#### Text extract
####################

It also looked at the impact of the likely change to market share across the beverage industry following the introduction of the tax would be.

The tax is scheduled to be introduced in April 2018 in the UK but has met with a fierce backlash from the drinks industry.

The soft drinks industry argues that the introduction of a tax is unfair and that the industry is being unfairly singled out and that, furthermore, there is no evidence that a tax would reduce obesity levels.

The study found that if beverage companies respond to the tax by cutting sugar from its drinks, then obesity levels, type 2 diabetes and tooth decay would reduce, most noticeably in the under-18s, which tend to drink the most sugary drinks.

The study predicts that if beverage companies cut sugar content in the drinks that contain the most sugar by 30 percent and mid-sugar drinks by 15 percent, this could lead to 144,000 fewer individuals with obesity, 19,000 less cases of type 2 diabetes and 270,000 fewer cases of decaying teeth.

The study also suggests that if the tax is passed on to consumers, leading to a 20 percent hike in the prices of mid and high-sugar drinks, then it would result in 82,000 fewer cases of adults and children with obesity, 11,000 less cases of diabetes a year, and 149,000 less cases of decaying teeth. 

It found that the demographics most likely to benefit from reduced obesity levels from a price hike would be those under the age of 18 while those older than 65 would likely see the biggest overall falls in diabetes incidences.

####################

#### Data excerpt
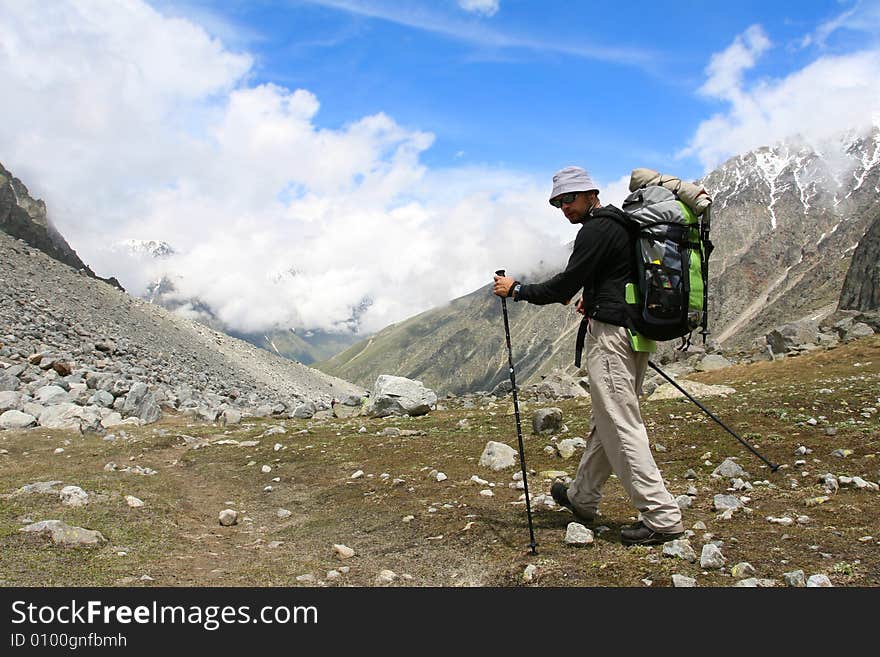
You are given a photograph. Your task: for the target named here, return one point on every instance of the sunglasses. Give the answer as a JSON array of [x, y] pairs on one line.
[[558, 201]]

####################

#### Requirements
1. From the sugar tax passage, repeat the words from "The soft drinks" to "reduce obesity levels.".
2. For each statement, say yes or no according to the sugar tax passage, and quote the words that decide it.
(a) The tax is scheduled to start in the UK in April 2018.
(b) The drinks industry has welcomed the tax.
(c) People older than 65 would likely see the biggest overall falls in obesity from a price hike.
3. Answer from the sugar tax passage:
(a) In the study's sugar-cutting scenario, by what percent is sugar cut in mid-sugar drinks?
(b) What price rise does the study assume if the tax is passed on to consumers?
(c) According to the soft drinks industry, what is there no evidence for?
The data above plays no part in this.

#### Results in order
1.
The soft drinks industry argues that the introduction of a tax is unfair and that the industry is being unfairly singled out and that, furthermore, there is no evidence that a tax would reduce obesity levels.

2.
(a) Yes: "The tax is scheduled to be introduced in April 2018 in the UK"
(b) No: "has met with a fierce backlash from the drinks industry"
(c) No: "those older than 65 would likely see the biggest overall falls in diabetes incidences"

3.
(a) 15 percent
(b) A 20 percent hike in the prices of mid and high-sugar drinks
(c) That a tax would reduce obesity levels